Tasks -
1. Answer each question below using the passage on Elderberry.
(a) How many species of Elderberry are there?
(b) When do Elderberry flowers appear, and what color are they?
(c) What is the name of the soft drink that Fanta markets, and in how many countries is it sold?
2. Write the next few sentences of the passage on Elderberry, starting after its final sentence.

Document passage -
Many of us probably remember Elderberry from our youth, possibly making Elderberry wine with the flowers or berries. There are between 5 and 30 species of this shrub or small tree. It is native to temperate to subtropical regions of both the Northern and Southern Hemisphere. Native species of Elderberry are often planted by people wishing to support native butterfly and bird species.

Ornamental varieties of Elderberry are grown in gardens for their showy flowers, fruits and lacy foliage. The Elderberry leaves are anything from 5-30cm long and have serrated edges. The Elderberry flowers appear in late spring and are white or cream coloured. Once the flowers have finished, clusters of small black, blue-black or red berries form. It comes from the Sambuca genus and it is mainly the fruit that is used in cooking and medicine, but the flowers also have various uses.

The flowers of Sambucus nigra are used to produce the popular Elderflower cordial. The French, Austrians and Central Europeans produce Elderflower syrup, commonly made from an extract of Elderflower blossoms, which is added to pancake (Palatschinken) mixes instead of blueberries. People throughout much of Central, Eastern, and Southeastern Europe use a similar method to make a syrup which is diluted with water and used as a drink. Based on this syrup, Fanta markets a soft drink variety called Shokata which is sold in 15 countries worldwide. In the United States, this French Elderflower syrup is used to make Elderflower marshmallows. St. Germain, a French liqueur, is made from Elderflowers. Hallands Fläder, a Swedish akvavit, is flavoured with Elderflowers. The Italian liqueur Sambuca is flavoured with oil obtained from the Elderflower.

Provided data -
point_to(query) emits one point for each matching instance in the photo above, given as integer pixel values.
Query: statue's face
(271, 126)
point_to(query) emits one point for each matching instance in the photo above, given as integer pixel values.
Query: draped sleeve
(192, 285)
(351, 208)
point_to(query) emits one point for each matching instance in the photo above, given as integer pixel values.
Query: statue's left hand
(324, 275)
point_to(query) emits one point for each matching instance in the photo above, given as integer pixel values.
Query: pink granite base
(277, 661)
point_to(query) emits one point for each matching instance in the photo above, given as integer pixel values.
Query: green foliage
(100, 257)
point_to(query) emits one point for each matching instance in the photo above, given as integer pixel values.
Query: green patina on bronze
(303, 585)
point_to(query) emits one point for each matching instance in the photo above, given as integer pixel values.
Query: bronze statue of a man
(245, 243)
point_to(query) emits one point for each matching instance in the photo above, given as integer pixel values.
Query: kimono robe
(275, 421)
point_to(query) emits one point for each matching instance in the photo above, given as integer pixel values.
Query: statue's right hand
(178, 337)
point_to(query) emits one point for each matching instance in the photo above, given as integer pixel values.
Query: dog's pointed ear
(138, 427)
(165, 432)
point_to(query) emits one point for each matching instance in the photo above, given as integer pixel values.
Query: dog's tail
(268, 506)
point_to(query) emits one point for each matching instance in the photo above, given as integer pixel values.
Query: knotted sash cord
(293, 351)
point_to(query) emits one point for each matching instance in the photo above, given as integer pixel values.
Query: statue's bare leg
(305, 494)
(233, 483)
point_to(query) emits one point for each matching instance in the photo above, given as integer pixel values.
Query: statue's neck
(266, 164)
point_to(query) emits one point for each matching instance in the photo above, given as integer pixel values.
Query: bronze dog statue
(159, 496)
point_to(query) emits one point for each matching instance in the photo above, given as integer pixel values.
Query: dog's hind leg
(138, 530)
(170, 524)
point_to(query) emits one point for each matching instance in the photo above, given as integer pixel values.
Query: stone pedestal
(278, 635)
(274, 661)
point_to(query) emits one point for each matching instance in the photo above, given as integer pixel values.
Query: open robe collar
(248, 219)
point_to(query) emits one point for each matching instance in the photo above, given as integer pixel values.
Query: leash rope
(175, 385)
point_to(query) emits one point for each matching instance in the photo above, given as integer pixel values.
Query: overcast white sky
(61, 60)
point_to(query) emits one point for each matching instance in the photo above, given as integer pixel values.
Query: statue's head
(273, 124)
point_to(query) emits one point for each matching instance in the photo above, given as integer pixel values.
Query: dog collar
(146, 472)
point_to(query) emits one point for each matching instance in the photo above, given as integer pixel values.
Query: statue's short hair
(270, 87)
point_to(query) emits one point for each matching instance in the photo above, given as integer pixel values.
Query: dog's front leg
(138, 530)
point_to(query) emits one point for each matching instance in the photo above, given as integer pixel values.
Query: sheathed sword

Responses by task -
1.
(a) Between 5 and 30.
(b) They appear in late spring and are white or cream.
(c) Shokata, sold in 15 countries worldwide.

2.
Wines, cordials and marmalade have been produced from the Elderberry berries or flowers. Fruit pies and relishes are produced with these berries. In Italy (especially in Piedmont) and Germany, the umbels of the Elderberry are battered, fried and then served as a dessert or a sweet lunch with a sugar and cinnamon topping.

Black Elderberry has been used in medicine for hundreds of years including for flu, allergies and other respiratory illnesses. The Elderberry juices have been used as a gargle and even eye drops have been developed using concentrated Elderberry juices. However, the leaves, twigs, branches, seeds and roots contain a cyanide-induced glycoside, which can give rise to cyanide, so it is advisable not to consume large quantities of this part of the Elderberry, or to use the wood of the Elderberry for toys.